____ Input for this task
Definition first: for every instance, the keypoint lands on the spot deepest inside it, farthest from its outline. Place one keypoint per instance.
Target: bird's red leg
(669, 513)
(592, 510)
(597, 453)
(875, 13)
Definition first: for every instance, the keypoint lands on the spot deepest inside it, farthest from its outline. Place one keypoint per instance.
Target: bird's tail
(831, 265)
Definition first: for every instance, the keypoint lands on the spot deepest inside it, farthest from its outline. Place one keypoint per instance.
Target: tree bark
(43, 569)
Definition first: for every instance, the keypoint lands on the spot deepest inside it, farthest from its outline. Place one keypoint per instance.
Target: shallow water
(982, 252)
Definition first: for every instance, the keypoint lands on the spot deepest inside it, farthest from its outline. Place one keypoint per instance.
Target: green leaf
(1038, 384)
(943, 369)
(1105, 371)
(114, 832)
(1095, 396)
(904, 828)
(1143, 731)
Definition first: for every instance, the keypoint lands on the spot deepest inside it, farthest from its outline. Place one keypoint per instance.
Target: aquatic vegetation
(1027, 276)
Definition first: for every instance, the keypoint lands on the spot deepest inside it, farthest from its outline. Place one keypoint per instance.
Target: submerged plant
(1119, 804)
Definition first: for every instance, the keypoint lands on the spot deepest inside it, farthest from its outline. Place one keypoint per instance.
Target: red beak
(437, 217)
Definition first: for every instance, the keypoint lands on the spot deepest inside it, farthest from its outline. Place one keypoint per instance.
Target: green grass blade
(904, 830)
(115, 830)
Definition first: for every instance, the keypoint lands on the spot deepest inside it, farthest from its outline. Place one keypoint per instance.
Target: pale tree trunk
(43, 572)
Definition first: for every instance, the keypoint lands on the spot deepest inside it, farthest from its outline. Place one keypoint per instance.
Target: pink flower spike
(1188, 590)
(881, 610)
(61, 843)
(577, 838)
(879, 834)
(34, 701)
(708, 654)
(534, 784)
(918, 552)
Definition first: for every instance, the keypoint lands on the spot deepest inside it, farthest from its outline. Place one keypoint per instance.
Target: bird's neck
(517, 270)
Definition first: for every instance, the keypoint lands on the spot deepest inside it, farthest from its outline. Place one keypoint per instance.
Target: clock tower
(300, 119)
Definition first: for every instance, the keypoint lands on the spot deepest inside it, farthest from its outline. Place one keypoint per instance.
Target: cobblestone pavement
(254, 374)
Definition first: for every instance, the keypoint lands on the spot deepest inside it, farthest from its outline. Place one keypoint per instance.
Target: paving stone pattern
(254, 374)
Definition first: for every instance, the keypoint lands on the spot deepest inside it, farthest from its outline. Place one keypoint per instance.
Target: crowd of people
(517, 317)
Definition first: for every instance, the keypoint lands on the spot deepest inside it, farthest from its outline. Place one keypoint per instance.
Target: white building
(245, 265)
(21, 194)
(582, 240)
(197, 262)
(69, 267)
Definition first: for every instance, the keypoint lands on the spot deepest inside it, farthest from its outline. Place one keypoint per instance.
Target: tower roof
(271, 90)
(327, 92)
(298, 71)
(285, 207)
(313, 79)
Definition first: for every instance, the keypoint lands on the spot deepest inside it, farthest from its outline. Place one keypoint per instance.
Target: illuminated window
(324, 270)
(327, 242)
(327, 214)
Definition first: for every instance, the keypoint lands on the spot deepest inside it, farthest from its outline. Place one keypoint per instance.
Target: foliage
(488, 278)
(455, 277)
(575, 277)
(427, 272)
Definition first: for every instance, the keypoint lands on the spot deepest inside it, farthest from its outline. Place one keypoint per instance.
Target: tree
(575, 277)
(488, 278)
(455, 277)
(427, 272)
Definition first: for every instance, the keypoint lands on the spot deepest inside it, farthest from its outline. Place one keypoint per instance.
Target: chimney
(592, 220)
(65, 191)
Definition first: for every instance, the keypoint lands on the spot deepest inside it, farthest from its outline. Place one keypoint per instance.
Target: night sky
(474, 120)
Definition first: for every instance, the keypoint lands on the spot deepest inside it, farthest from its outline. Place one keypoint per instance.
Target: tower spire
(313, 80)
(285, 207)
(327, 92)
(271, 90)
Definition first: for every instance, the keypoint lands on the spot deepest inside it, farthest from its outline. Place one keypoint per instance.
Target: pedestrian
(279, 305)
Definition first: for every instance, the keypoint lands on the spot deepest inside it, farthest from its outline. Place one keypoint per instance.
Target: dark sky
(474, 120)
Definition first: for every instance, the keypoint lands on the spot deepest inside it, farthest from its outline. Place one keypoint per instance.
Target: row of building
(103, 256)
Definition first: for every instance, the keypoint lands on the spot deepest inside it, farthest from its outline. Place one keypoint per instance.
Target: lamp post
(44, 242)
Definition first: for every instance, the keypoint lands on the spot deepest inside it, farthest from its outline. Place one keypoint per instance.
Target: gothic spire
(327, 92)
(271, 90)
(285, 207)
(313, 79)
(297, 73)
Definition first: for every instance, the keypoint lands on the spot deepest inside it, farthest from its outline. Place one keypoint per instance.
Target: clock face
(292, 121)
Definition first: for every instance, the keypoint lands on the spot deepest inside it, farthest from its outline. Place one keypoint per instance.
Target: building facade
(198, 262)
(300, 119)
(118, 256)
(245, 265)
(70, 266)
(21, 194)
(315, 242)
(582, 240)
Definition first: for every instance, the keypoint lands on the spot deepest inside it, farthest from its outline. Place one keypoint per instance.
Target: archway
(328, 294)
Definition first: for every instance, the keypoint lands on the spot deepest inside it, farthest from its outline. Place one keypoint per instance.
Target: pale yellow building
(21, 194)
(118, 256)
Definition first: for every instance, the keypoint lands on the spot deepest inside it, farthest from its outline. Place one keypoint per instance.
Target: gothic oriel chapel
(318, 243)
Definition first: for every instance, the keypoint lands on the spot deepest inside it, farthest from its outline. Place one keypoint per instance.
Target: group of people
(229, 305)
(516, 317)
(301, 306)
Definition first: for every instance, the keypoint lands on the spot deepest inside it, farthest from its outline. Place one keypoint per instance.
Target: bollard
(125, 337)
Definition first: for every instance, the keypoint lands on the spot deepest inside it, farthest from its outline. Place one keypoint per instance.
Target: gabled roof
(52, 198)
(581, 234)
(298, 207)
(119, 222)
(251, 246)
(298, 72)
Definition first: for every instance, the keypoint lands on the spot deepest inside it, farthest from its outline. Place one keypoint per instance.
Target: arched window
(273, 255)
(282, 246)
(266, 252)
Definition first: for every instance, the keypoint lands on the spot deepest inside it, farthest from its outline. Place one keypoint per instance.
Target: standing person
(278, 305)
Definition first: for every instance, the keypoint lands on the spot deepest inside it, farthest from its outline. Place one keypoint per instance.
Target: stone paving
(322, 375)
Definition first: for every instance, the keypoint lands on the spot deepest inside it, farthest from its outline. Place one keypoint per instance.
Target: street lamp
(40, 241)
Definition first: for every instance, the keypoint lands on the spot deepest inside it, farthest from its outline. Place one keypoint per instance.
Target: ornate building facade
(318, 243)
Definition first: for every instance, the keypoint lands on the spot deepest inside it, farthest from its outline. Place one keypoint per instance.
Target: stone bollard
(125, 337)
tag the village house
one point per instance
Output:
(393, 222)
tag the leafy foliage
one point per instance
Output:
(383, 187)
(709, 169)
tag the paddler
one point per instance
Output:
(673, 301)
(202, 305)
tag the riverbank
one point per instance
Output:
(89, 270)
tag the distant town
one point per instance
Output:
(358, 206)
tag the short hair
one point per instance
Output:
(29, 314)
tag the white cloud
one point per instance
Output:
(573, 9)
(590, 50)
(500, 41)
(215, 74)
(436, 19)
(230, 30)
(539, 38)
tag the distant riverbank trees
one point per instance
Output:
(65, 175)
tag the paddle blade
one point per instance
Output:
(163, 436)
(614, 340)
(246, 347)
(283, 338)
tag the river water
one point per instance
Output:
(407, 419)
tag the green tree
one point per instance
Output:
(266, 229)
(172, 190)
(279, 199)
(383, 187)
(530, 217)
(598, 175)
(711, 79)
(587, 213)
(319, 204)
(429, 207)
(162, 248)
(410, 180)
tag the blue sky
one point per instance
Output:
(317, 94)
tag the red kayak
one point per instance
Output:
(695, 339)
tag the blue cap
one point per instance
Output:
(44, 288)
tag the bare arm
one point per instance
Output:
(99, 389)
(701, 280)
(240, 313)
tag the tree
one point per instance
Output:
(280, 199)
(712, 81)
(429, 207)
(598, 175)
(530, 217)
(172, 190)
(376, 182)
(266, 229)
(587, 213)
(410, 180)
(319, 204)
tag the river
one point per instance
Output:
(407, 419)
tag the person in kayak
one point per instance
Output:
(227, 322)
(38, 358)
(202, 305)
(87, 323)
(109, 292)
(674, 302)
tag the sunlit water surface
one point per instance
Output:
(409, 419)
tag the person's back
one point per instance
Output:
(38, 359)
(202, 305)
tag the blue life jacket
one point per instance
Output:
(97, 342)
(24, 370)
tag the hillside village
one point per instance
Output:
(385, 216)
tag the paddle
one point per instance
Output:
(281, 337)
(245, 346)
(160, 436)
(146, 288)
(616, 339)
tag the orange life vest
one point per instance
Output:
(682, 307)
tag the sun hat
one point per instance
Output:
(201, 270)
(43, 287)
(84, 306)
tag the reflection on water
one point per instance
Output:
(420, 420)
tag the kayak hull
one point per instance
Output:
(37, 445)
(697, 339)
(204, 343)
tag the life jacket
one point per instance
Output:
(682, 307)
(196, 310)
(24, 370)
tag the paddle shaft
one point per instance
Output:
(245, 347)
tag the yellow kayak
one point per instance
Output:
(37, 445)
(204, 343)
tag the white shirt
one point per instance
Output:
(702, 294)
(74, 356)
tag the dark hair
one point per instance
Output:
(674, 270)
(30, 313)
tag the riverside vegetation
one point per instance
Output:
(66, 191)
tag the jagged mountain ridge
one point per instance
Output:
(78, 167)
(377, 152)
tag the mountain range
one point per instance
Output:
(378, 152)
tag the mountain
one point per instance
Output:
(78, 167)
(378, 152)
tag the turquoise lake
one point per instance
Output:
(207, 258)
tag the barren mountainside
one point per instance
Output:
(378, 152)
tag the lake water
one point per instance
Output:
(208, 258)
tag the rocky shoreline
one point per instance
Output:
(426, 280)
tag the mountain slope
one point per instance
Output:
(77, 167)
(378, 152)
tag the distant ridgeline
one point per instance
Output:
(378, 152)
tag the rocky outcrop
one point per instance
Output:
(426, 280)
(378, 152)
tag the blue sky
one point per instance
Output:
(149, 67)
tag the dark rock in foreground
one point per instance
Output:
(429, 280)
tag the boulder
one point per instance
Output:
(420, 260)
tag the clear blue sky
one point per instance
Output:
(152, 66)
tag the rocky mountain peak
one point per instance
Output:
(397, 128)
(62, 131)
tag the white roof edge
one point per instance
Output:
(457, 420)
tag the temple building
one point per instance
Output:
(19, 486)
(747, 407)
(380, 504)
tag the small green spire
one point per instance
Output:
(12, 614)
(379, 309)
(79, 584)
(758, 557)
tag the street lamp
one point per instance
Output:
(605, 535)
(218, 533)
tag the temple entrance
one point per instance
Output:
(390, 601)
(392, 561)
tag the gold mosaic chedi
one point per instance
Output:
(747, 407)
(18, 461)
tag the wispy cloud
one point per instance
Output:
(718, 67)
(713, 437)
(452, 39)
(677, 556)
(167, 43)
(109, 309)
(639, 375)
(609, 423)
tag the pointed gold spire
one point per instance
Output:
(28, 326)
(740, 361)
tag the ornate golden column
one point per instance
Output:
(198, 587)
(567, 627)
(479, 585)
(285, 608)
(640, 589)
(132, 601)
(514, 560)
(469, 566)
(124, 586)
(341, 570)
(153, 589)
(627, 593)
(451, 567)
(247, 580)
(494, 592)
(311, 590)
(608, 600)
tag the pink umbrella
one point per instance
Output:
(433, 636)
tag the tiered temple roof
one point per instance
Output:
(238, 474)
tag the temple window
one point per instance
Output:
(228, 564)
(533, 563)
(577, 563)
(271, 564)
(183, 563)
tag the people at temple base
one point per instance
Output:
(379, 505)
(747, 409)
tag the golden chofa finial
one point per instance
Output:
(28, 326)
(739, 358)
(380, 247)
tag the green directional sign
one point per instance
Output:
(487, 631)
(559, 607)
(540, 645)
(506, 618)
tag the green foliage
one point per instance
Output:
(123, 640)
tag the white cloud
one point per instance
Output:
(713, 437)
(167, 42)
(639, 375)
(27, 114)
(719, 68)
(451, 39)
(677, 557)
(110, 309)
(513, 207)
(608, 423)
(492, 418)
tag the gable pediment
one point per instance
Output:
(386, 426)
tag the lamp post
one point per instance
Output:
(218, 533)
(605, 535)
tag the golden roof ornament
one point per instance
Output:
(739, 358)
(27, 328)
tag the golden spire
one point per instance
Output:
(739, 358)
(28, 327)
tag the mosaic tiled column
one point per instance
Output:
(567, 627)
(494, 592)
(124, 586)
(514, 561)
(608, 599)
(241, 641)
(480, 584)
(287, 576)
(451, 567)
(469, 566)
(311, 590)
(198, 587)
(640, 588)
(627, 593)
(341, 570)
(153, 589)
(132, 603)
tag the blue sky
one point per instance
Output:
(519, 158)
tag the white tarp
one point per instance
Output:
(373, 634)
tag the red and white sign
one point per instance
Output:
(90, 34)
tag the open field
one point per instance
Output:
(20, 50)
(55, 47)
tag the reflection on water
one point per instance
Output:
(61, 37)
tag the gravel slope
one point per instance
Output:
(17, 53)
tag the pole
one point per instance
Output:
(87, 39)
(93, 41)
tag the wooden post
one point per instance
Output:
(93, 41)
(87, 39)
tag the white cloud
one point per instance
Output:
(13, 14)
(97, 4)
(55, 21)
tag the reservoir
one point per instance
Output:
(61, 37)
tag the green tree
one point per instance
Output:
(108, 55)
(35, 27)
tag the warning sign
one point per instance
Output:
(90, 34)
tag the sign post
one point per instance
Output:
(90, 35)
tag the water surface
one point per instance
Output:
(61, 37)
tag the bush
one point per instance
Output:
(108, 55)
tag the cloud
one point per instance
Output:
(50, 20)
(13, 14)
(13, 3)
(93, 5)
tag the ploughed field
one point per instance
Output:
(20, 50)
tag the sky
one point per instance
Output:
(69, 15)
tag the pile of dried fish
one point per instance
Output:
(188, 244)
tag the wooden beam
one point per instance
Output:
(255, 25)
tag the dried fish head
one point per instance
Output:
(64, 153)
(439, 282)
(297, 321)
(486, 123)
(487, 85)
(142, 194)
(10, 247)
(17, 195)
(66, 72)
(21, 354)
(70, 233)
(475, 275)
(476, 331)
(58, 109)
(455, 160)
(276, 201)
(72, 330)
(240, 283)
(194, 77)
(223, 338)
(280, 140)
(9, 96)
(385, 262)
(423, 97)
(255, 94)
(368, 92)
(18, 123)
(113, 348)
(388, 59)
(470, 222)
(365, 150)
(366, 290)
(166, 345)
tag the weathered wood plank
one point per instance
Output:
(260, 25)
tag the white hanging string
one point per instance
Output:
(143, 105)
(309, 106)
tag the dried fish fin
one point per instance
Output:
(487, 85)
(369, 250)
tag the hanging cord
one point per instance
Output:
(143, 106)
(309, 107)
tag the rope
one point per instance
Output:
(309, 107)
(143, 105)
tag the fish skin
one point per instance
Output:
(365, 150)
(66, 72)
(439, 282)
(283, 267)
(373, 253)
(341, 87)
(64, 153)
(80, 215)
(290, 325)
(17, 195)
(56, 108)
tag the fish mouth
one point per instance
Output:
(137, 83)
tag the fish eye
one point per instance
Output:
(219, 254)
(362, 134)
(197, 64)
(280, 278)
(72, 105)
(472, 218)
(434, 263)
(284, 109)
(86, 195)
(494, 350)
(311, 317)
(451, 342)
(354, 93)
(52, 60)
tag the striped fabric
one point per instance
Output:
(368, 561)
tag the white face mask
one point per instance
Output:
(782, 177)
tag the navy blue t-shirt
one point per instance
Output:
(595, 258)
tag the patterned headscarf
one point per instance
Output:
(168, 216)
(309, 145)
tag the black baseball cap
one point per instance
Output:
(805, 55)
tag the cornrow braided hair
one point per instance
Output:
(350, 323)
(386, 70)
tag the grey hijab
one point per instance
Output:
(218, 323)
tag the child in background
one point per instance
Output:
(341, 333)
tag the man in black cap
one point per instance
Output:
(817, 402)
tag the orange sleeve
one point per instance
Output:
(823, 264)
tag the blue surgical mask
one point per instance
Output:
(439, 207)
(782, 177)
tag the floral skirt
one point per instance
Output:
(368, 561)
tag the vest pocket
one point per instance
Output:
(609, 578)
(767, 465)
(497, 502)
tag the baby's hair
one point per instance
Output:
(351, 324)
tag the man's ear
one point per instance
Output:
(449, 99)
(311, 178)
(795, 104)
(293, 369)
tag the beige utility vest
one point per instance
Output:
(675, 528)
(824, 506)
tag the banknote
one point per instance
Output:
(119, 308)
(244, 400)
________
- [Problem requirements] In the records above, the lines containing the string "field" should be counted; give only the total.

- [Completed exercise] 2